_Text shown_
I use Illumina Miseq trusight one sequencing panel to get the Ngs data (which cover about 5000 genes), so 5000 genes are target region.
From the fastq file, I followed the GATK pipeline and SnpEFF to call variants.
However, when I mapped the called variants to genes, I realized that out of 323 genes (variants are mapped to genes), 100 genes are not in our target regions..
I understand that due to the experimental error,
- non-targeted regions could be captured.. so the read could be come from there
- Due to the mapping error, it could be happened...
However, 100 out of 323 genes seems to be large. Isn't it? Could you please somebody give comments for this?
(BTW, One other suspect is that for mapping, I have used tophat .. for whole genome.. based on the following command
tophat -p 4 -G genes.gtf -o xxx_thout -no-novel-juncs genome xxxR1.fq xxxR2.fq
(Do I have to force to be mapped to our targeted regions (eg. bed file) Or does it okay??)
Then, based on the accepted.bam file, I followed the GATK pipeline... Am I right?

_Work item 1_
According to the sequencing post, how many of the 323 genes with mapped variants are outside the target regions?
_Work item 2_
Decide whether each statement below agrees with the sequencing post, answering yes or no and quoting the words that settle it.
(a) The sequencing panel covers about 5000 genes.
(b) The reads were mapped only to the targeted regions by way of a bed file.
(c) Variants were called with the GATK pipeline and SnpEFF.
_Work item 3_
Write a continuation of the sequencing post, picking up right after its final sentence.

Annotated photo localization records:
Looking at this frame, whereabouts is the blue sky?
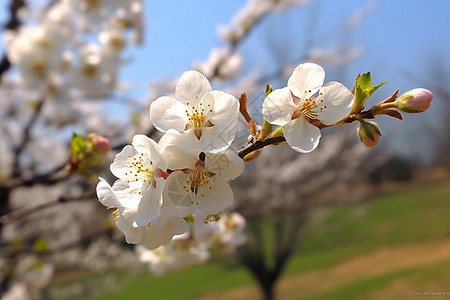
[0,0,450,159]
[120,0,450,158]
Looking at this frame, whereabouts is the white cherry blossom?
[262,63,354,153]
[97,178,189,249]
[150,71,239,152]
[111,135,167,226]
[163,146,244,214]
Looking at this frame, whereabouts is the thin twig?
[12,98,45,177]
[0,0,26,84]
[237,135,286,158]
[0,193,95,224]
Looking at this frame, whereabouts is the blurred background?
[0,0,450,300]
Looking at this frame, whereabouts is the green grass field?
[52,184,450,300]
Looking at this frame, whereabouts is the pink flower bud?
[395,89,433,113]
[88,133,112,155]
[358,121,381,148]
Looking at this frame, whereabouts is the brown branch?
[237,135,286,158]
[12,98,45,177]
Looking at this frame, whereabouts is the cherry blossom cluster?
[97,63,433,255]
[97,71,244,249]
[136,212,247,275]
[5,0,142,97]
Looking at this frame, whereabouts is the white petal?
[209,91,239,130]
[159,126,232,152]
[284,117,320,153]
[96,178,120,207]
[163,171,193,211]
[175,71,212,103]
[287,63,325,99]
[150,96,188,132]
[262,88,297,126]
[316,82,354,125]
[205,150,244,179]
[133,178,164,226]
[198,180,234,214]
[132,134,167,170]
[163,145,199,170]
[110,145,138,179]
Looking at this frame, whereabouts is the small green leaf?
[355,72,386,110]
[356,72,372,90]
[70,133,86,155]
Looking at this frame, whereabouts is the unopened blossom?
[357,121,381,148]
[262,63,354,153]
[394,88,433,113]
[88,133,112,155]
[163,146,244,214]
[97,178,189,249]
[106,135,167,226]
[150,71,239,152]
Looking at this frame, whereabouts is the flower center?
[125,153,156,194]
[183,170,212,205]
[292,91,327,120]
[186,102,212,128]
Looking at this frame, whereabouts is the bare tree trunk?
[238,213,304,300]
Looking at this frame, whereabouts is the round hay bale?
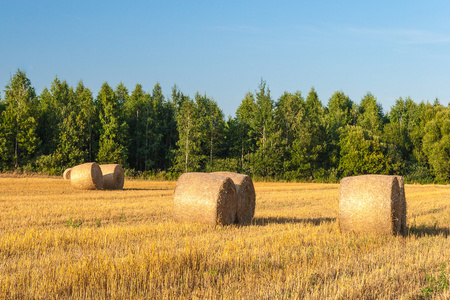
[63,168,72,180]
[100,164,125,190]
[173,173,237,225]
[339,175,401,234]
[212,172,256,225]
[70,162,103,190]
[395,176,408,235]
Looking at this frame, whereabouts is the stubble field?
[0,176,450,299]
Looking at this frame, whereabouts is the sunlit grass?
[0,178,450,299]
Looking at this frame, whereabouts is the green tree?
[292,88,326,179]
[0,70,40,168]
[231,92,256,174]
[56,81,96,168]
[275,91,306,179]
[325,91,353,169]
[172,92,203,172]
[38,77,74,155]
[251,79,282,177]
[423,108,450,183]
[339,125,390,176]
[195,92,225,171]
[357,93,384,137]
[383,98,417,174]
[97,82,128,166]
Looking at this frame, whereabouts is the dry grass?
[0,177,450,299]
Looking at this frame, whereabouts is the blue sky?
[0,0,450,116]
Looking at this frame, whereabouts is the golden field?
[0,175,450,299]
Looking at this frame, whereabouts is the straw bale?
[100,164,125,190]
[63,168,72,180]
[70,162,103,190]
[173,173,237,225]
[339,175,402,234]
[213,172,256,224]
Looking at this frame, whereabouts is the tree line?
[0,70,450,183]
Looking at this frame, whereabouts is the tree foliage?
[0,70,450,183]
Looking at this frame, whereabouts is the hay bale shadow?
[408,225,450,237]
[122,188,171,191]
[249,217,336,226]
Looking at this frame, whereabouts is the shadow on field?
[123,188,170,191]
[408,225,450,237]
[252,217,336,226]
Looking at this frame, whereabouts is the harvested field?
[0,176,450,299]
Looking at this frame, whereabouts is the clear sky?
[0,0,450,116]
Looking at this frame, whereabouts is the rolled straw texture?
[100,164,125,190]
[173,173,237,225]
[63,168,72,180]
[212,172,256,225]
[70,162,103,190]
[339,175,401,234]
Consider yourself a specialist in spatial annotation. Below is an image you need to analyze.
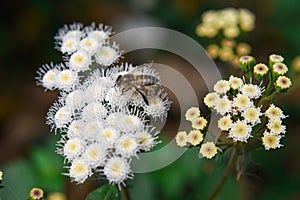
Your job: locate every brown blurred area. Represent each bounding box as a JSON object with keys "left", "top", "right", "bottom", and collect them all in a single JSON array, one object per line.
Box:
[{"left": 0, "top": 0, "right": 300, "bottom": 200}]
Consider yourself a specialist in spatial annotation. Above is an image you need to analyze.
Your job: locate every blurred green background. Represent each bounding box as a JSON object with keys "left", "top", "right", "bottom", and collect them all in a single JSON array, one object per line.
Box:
[{"left": 0, "top": 0, "right": 300, "bottom": 200}]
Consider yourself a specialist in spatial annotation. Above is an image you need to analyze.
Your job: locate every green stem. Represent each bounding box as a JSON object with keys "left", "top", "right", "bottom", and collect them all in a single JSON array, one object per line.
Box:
[
  {"left": 258, "top": 91, "right": 279, "bottom": 106},
  {"left": 120, "top": 184, "right": 130, "bottom": 200},
  {"left": 209, "top": 147, "right": 239, "bottom": 200}
]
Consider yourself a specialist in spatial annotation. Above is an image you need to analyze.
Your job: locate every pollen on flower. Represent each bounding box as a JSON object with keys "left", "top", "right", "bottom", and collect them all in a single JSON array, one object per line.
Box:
[
  {"left": 99, "top": 127, "right": 120, "bottom": 146},
  {"left": 241, "top": 84, "right": 261, "bottom": 99},
  {"left": 135, "top": 132, "right": 156, "bottom": 150},
  {"left": 229, "top": 120, "right": 252, "bottom": 142},
  {"left": 29, "top": 188, "right": 44, "bottom": 200},
  {"left": 80, "top": 37, "right": 102, "bottom": 55},
  {"left": 253, "top": 63, "right": 269, "bottom": 76},
  {"left": 69, "top": 158, "right": 92, "bottom": 183},
  {"left": 70, "top": 51, "right": 92, "bottom": 72},
  {"left": 269, "top": 54, "right": 284, "bottom": 63},
  {"left": 214, "top": 80, "right": 230, "bottom": 94},
  {"left": 60, "top": 38, "right": 79, "bottom": 54},
  {"left": 54, "top": 106, "right": 72, "bottom": 128},
  {"left": 83, "top": 143, "right": 106, "bottom": 168},
  {"left": 103, "top": 157, "right": 132, "bottom": 184},
  {"left": 204, "top": 92, "right": 219, "bottom": 108},
  {"left": 267, "top": 119, "right": 285, "bottom": 135},
  {"left": 188, "top": 130, "right": 203, "bottom": 146},
  {"left": 273, "top": 63, "right": 288, "bottom": 75},
  {"left": 185, "top": 107, "right": 200, "bottom": 121},
  {"left": 200, "top": 142, "right": 217, "bottom": 159},
  {"left": 63, "top": 138, "right": 85, "bottom": 160},
  {"left": 192, "top": 117, "right": 207, "bottom": 130},
  {"left": 265, "top": 104, "right": 285, "bottom": 120},
  {"left": 218, "top": 116, "right": 232, "bottom": 131},
  {"left": 243, "top": 107, "right": 262, "bottom": 125},
  {"left": 275, "top": 76, "right": 292, "bottom": 90},
  {"left": 233, "top": 94, "right": 252, "bottom": 110},
  {"left": 261, "top": 132, "right": 282, "bottom": 150},
  {"left": 175, "top": 131, "right": 188, "bottom": 147},
  {"left": 36, "top": 23, "right": 171, "bottom": 185},
  {"left": 229, "top": 75, "right": 243, "bottom": 90},
  {"left": 115, "top": 135, "right": 138, "bottom": 157},
  {"left": 42, "top": 69, "right": 58, "bottom": 90},
  {"left": 56, "top": 69, "right": 77, "bottom": 90},
  {"left": 215, "top": 96, "right": 232, "bottom": 115},
  {"left": 95, "top": 45, "right": 120, "bottom": 66}
]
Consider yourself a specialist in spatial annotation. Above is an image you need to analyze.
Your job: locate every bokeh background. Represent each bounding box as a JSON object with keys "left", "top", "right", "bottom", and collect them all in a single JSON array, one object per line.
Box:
[{"left": 0, "top": 0, "right": 300, "bottom": 200}]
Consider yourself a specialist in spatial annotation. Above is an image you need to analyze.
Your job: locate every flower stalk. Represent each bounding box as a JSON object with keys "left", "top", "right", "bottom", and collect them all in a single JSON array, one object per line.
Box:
[{"left": 209, "top": 146, "right": 239, "bottom": 200}]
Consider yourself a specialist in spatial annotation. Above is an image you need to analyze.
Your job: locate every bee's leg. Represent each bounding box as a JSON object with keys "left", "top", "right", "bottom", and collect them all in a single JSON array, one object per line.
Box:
[{"left": 136, "top": 88, "right": 149, "bottom": 106}]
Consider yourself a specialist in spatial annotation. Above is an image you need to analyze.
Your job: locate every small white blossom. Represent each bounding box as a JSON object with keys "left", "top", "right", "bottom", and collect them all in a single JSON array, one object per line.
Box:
[{"left": 103, "top": 157, "right": 132, "bottom": 184}]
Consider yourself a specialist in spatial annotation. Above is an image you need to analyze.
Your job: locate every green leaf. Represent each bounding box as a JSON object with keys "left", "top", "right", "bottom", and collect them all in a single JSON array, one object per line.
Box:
[{"left": 86, "top": 184, "right": 120, "bottom": 200}]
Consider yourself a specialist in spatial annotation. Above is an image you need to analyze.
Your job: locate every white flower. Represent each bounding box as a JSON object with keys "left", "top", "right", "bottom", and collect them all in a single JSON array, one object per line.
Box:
[
  {"left": 80, "top": 36, "right": 102, "bottom": 56},
  {"left": 60, "top": 37, "right": 79, "bottom": 54},
  {"left": 228, "top": 120, "right": 252, "bottom": 142},
  {"left": 214, "top": 80, "right": 230, "bottom": 94},
  {"left": 83, "top": 120, "right": 103, "bottom": 141},
  {"left": 241, "top": 84, "right": 262, "bottom": 99},
  {"left": 135, "top": 131, "right": 157, "bottom": 151},
  {"left": 229, "top": 75, "right": 243, "bottom": 90},
  {"left": 54, "top": 106, "right": 72, "bottom": 128},
  {"left": 185, "top": 107, "right": 200, "bottom": 121},
  {"left": 55, "top": 69, "right": 77, "bottom": 90},
  {"left": 115, "top": 135, "right": 139, "bottom": 158},
  {"left": 98, "top": 127, "right": 120, "bottom": 147},
  {"left": 65, "top": 89, "right": 85, "bottom": 109},
  {"left": 105, "top": 88, "right": 132, "bottom": 108},
  {"left": 267, "top": 119, "right": 286, "bottom": 135},
  {"left": 36, "top": 63, "right": 58, "bottom": 90},
  {"left": 145, "top": 97, "right": 170, "bottom": 119},
  {"left": 95, "top": 45, "right": 120, "bottom": 66},
  {"left": 63, "top": 138, "right": 85, "bottom": 160},
  {"left": 261, "top": 132, "right": 283, "bottom": 150},
  {"left": 82, "top": 143, "right": 107, "bottom": 168},
  {"left": 242, "top": 107, "right": 262, "bottom": 125},
  {"left": 55, "top": 23, "right": 83, "bottom": 41},
  {"left": 86, "top": 23, "right": 111, "bottom": 43},
  {"left": 68, "top": 158, "right": 92, "bottom": 183},
  {"left": 218, "top": 116, "right": 232, "bottom": 131},
  {"left": 81, "top": 102, "right": 107, "bottom": 121},
  {"left": 233, "top": 94, "right": 253, "bottom": 111},
  {"left": 67, "top": 120, "right": 85, "bottom": 138},
  {"left": 265, "top": 104, "right": 286, "bottom": 120},
  {"left": 215, "top": 96, "right": 232, "bottom": 115},
  {"left": 103, "top": 157, "right": 132, "bottom": 184},
  {"left": 118, "top": 115, "right": 144, "bottom": 133},
  {"left": 204, "top": 92, "right": 220, "bottom": 108},
  {"left": 69, "top": 51, "right": 92, "bottom": 72}
]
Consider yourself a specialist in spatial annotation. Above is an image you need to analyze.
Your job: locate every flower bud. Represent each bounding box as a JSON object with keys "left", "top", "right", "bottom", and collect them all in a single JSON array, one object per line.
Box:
[
  {"left": 240, "top": 56, "right": 256, "bottom": 71},
  {"left": 253, "top": 63, "right": 269, "bottom": 81},
  {"left": 275, "top": 76, "right": 292, "bottom": 92}
]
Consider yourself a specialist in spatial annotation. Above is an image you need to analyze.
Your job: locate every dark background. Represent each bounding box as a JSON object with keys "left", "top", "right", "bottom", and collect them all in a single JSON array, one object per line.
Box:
[{"left": 0, "top": 0, "right": 300, "bottom": 200}]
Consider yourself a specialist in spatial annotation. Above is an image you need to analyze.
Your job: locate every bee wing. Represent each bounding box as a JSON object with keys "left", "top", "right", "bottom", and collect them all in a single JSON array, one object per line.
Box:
[
  {"left": 131, "top": 63, "right": 154, "bottom": 75},
  {"left": 142, "top": 84, "right": 164, "bottom": 99}
]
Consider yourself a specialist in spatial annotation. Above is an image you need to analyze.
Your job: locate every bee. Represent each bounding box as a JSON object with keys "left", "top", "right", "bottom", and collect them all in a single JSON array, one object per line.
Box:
[{"left": 115, "top": 64, "right": 161, "bottom": 105}]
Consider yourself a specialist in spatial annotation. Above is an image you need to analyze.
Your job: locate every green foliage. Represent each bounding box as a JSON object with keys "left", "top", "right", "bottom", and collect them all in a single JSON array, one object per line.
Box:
[{"left": 86, "top": 184, "right": 120, "bottom": 200}]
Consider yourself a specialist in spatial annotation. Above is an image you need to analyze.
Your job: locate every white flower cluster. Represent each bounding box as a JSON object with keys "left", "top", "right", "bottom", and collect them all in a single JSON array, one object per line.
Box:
[
  {"left": 204, "top": 76, "right": 286, "bottom": 149},
  {"left": 37, "top": 24, "right": 170, "bottom": 184},
  {"left": 196, "top": 8, "right": 255, "bottom": 38}
]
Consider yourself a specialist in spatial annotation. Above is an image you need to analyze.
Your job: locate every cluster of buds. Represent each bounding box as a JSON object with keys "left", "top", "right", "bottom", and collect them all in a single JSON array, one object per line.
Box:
[
  {"left": 196, "top": 8, "right": 255, "bottom": 38},
  {"left": 196, "top": 8, "right": 255, "bottom": 67},
  {"left": 37, "top": 24, "right": 170, "bottom": 185},
  {"left": 177, "top": 54, "right": 291, "bottom": 158}
]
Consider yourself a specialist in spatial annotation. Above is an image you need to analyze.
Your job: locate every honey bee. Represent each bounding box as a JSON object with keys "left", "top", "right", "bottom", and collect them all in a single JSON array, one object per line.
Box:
[{"left": 115, "top": 64, "right": 161, "bottom": 105}]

_Answer area 1_
100 genes are outside the target regions.

_Answer area 2_
(a) Yes: "which cover about 5000 genes"
(b) No: "I have used tophat .. for whole genome"
(c) Yes: "I followed the GATK pipeline and SnpEFF to call variants"

_Answer area 3_
Thanks in advance
Thank you so much Brian,
I see that so it is better to use other aligning tool such as bwa, bowtie2? I thought that since tophat also uses bowtie2 as inside engine, it would be okay. But I have to keep in mind for the next time I'd better use other aligning tool for this.
Anyhow, as you mentioned, although one third of my called variants are in untargeted regions, it would be okay as for as my read depth is sufficient? (I have used the threshold 20, is it okay?)
In this case, can I also trust these variants which are in untargeted regions, or do I have to throw away?
I am trying to find the disease-related variants. So I want to be somehow conservative.
Thanks
There is no reason not to trust variants in non-targeted regions. And 20 is certainly quite high for a minimum depth; I'd generally go lower.
"Conservative" is kind of a loaded term. Arbitrarily excluding potentially causal variants is not, typically, what I would thing of as conservative... rather, conservative would mean excluding only the variants that you can say with high confidence are either not real or not causal. I suggest ranking detected variations by both probability of being real and probability of being harmful and focusing on the top of the list.
BTW, do you think I need to re-align my fastq file using bwa or bowtie2 instead of tophat?
Or is it okay I can use my aligned bam file by tophat for variant call as it is?
You definitely need to remap with something else.
Personally, I would recommend BBMap, but I am biased in this case. Regardless, Tophat is not the right choice.